┌─ Data records

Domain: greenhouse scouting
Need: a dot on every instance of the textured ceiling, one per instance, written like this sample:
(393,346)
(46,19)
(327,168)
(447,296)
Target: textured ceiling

└─

Exercise goal. All the entries should be output exactly as given.

Task solution.
Domain: greenhouse scouting
Need: a dot on every instance of the textured ceiling, one per instance, written like this sample:
(393,346)
(46,19)
(327,168)
(447,296)
Target: textured ceiling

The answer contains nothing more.